* _What you have to do_
Go through the data underneath and copy every line exactly.

Data to examine below:

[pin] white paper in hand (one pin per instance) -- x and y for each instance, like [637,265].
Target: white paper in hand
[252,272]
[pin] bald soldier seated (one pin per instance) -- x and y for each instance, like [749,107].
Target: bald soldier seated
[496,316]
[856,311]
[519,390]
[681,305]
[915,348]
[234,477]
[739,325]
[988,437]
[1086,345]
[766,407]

End of Data to examine.

* _Exercise solution_
[pin] white paper in hand (one pin per instance) -- x and y for each instance, like [637,265].
Target: white paper in hand
[252,272]
[pin] bald soldier seated (one pin per instance) -- x and y for each instance, like [749,107].
Target: bald soldier seated
[496,316]
[856,311]
[519,390]
[681,305]
[915,348]
[234,477]
[739,325]
[988,437]
[1086,345]
[766,407]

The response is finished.